-- Page --
9. Mr Melvin submitted that nothing turned on the delay between the appellant claiming asylum in 2017 and the refusal of that claim in 2022. The delay was attributable to the appellant, not the respondent.

10. It was clear that the appellant could not rely on the first statutory exception to deportation. It was also important to recall that he had fabricated an asylum claim. There was no protection or private life impediment to his deportation, and the real focus was on the family life between him and his children.

11. Mr Melvin accepted that the appellant lives with his two youngest children, J and D, who are aged four and five. The appellant had maintained that he was their primary carer but that was not accepted by the respondent. It seemed that the appellant had significant assistance from other people in any event. Such assistance was provided, in particular, by his older children, primarily his eldest daughter, and by Ms Campbell. It remained the case that there was no evidence of Ms Campbell’s circumstances. His evidence was rather vague. Whether they were in fact living as a family unit was a matter for the Tribunal. Either way, it was clear that she remained a significant part of the children’s lives.

12. There was a paucity of evidence since the Upper Tribunal’s first decision, although it had been clear from that point that the nature of these relationships was to be in issue. It was insufficient for the appellant to point to findings which had been made by the FtT in 2022; what was important was the current state of the relationships.

-- Raw records --
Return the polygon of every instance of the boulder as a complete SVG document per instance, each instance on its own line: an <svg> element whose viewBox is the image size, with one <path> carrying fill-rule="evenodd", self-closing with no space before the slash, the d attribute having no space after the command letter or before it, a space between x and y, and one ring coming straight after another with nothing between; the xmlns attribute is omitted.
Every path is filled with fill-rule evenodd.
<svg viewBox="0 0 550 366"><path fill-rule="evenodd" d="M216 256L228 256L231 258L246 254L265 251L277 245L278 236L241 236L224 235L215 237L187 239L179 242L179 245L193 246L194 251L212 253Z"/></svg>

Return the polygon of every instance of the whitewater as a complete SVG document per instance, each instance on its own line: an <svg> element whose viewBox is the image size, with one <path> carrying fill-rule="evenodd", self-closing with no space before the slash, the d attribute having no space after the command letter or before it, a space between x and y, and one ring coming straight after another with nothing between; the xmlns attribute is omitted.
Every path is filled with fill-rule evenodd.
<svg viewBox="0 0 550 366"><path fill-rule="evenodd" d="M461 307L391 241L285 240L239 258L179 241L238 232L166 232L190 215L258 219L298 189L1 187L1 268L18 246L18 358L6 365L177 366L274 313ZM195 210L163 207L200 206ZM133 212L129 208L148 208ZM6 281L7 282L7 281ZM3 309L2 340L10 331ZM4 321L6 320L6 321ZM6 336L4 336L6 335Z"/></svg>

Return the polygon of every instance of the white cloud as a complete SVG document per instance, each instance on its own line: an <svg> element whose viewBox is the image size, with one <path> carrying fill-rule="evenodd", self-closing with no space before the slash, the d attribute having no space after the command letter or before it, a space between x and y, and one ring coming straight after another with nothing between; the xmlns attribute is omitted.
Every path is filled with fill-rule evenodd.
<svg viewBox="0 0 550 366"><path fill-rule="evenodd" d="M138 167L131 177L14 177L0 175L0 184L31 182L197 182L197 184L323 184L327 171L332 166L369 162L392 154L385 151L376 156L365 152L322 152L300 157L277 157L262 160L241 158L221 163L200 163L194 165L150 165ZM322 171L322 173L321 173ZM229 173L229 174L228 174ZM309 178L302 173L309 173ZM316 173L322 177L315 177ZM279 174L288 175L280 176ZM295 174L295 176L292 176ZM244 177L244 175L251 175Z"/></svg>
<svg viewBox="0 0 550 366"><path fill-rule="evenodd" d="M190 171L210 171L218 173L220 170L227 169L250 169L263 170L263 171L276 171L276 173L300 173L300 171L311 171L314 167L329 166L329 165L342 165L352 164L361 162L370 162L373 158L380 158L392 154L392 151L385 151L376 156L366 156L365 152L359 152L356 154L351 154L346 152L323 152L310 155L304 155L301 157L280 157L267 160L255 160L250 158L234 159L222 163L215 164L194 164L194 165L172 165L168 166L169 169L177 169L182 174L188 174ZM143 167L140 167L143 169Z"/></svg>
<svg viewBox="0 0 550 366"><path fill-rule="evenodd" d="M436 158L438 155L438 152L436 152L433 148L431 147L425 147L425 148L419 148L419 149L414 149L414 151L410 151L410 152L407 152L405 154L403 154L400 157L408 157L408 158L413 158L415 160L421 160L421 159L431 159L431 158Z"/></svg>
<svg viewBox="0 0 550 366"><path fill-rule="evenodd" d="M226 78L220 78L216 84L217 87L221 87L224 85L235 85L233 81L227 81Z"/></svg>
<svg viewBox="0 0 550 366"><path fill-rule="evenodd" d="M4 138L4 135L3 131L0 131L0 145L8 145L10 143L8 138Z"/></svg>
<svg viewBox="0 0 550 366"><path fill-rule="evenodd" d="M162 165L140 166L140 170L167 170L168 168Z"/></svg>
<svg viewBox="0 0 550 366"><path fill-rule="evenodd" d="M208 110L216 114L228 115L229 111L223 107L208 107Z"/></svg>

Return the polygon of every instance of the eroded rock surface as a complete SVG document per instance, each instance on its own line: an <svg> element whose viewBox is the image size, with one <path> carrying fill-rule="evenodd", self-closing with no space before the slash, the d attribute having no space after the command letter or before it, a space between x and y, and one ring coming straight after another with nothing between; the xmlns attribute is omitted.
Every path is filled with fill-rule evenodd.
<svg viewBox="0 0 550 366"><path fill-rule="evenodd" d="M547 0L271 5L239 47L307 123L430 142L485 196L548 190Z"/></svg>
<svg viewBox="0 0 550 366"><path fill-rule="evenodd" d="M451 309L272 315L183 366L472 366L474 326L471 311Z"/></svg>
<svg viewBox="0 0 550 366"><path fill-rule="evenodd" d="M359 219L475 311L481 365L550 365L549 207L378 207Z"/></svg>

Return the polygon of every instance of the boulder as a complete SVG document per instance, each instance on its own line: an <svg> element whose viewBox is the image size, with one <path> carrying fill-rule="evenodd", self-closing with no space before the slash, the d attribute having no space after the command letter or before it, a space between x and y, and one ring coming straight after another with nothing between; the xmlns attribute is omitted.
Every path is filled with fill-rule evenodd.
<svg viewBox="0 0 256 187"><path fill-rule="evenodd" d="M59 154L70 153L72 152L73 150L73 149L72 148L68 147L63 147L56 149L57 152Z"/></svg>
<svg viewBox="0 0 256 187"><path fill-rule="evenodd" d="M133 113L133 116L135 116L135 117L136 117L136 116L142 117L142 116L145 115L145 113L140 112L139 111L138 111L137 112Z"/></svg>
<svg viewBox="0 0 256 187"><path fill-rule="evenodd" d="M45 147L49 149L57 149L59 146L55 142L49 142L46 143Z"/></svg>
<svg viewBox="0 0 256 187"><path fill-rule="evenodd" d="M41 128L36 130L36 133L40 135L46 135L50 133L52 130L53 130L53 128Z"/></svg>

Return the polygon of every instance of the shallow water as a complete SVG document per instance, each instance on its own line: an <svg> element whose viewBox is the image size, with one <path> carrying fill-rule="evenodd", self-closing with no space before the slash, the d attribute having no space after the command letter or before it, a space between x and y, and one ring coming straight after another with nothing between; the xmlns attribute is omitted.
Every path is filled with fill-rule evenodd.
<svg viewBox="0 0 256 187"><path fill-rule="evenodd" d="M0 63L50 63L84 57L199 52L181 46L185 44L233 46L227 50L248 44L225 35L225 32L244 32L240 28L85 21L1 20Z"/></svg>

-- Requests --
(a) Please summarize the deportation appeal excerpt in two sentences.
(b) List every person the deportation appeal excerpt identifies by name or initial.

-- Task-by-task solutions --
(a) Mr Melvin submitted that the delay between the 2017 asylum claim and its 2022 refusal was attributable to the appellant, that the appellant had fabricated that claim and could not rely on the first statutory exception to deportation, and that the real focus was his family life with his children. He accepted that the appellant lives with his two youngest children, J and D, but noted that the respondent did not accept the appellant was their primary carer, said Ms Campbell remained a significant part of the children's lives, and argued that there was a paucity of evidence about the current state of these relationships since the Upper Tribunal's first decision.

(b)
- Mr Melvin
- J
- D
- Ms Campbell